■ **Teks yang Diberikan**:
··········

Dengan penegcualian program benteng, kebijakan Indonesianisasi melalui pembentukan BUMN dan nasionalisasi bisa dikatakan berhasil. Peran negara menggeser peran dominan perusahaan-perusahaan belanda dalam perekonomian Indonesia. Namun, kebijakan tersebut ada biayanya, yang membebani ekonomi Indonesia untuk masa panjang setelah itu, yaitu berupa merosotnya produktifitas dan profitabilitas perusahaan-perusahaan eks belanda dan rendahnya kinerja BUMN-BUMN baru, yang pada akhirnya bermuara pada beban “ subsidi “ untuk mereka di APBN. Barangkali pengorbanan memang harus dibayar untuk bisa mandiri. Tetapi tentunya harus ada pula niat dan upaya kuat untuk memperpendek masa yang membebani itu. Tetapi itu tidak terjadi. Pos subsidi untuk BUMN pada APBN dan dukungan kredit murah dari BI dan perbankan terus membengkak, menjadi salah satu penyebab utama peningkatan uang beredar dan inflasi dalam dasawarsa 1950-an dan hiperinflasi pada masa 1960-an.

··········

■ **Cuplikan Data**:
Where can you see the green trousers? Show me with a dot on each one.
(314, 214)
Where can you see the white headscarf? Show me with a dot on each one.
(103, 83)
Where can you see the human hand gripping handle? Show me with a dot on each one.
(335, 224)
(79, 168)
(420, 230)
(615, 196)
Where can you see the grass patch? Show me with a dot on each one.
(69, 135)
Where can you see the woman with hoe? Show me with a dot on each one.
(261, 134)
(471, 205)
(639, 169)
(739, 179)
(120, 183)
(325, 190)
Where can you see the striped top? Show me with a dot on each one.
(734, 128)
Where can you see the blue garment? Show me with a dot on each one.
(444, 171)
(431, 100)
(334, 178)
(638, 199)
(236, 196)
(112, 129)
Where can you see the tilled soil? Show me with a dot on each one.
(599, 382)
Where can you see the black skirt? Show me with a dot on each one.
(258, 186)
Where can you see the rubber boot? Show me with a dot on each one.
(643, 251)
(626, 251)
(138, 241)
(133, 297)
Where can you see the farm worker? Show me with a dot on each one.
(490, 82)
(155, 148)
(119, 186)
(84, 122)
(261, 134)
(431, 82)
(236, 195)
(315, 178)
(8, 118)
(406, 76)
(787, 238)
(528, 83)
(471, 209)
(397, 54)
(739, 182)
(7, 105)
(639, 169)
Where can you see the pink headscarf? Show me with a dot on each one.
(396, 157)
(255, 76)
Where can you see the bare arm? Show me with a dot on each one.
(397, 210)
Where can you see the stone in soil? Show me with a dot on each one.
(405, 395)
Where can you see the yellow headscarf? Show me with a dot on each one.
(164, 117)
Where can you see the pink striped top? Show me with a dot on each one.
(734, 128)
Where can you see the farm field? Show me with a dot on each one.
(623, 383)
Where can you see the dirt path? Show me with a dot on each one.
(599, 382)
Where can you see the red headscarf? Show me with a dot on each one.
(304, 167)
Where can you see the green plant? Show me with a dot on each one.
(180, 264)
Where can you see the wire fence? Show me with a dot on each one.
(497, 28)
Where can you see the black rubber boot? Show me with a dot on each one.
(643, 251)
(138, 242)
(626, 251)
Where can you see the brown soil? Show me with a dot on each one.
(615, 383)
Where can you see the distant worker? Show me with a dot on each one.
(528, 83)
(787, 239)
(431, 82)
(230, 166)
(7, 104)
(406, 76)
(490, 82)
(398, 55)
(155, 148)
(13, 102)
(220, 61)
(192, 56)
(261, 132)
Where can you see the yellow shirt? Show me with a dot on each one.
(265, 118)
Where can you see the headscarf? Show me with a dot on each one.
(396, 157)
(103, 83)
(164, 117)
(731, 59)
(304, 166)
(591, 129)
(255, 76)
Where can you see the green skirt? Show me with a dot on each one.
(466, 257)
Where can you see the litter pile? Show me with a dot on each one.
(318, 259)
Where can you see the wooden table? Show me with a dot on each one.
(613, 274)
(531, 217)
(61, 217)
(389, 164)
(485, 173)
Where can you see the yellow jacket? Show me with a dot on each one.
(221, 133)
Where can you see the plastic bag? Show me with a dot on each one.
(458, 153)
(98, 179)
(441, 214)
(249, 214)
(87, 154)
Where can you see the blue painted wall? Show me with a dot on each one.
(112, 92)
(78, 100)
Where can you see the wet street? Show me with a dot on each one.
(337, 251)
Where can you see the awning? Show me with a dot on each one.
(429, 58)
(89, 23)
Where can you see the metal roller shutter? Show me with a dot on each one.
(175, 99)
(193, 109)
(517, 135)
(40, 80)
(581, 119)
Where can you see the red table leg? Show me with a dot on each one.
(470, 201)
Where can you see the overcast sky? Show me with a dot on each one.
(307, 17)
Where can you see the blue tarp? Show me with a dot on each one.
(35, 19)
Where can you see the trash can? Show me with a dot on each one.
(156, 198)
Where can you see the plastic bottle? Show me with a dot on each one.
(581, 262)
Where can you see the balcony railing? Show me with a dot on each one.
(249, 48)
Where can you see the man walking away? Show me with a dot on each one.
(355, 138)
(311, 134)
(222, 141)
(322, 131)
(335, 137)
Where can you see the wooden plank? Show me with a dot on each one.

··········

■ **Tugas Anda**:
Terjemahkan ke dalam bahasa Inggris kalimat dari teks tentang kebijakan Indonesianisasi ini: "Peran negara menggeser peran dominan perusahaan-perusahaan belanda dalam perekonomian Indonesia."

■ **Penyelesaian Lengkap**:
The role of the state displaced the dominant role of Dutch companies in the Indonesian economy.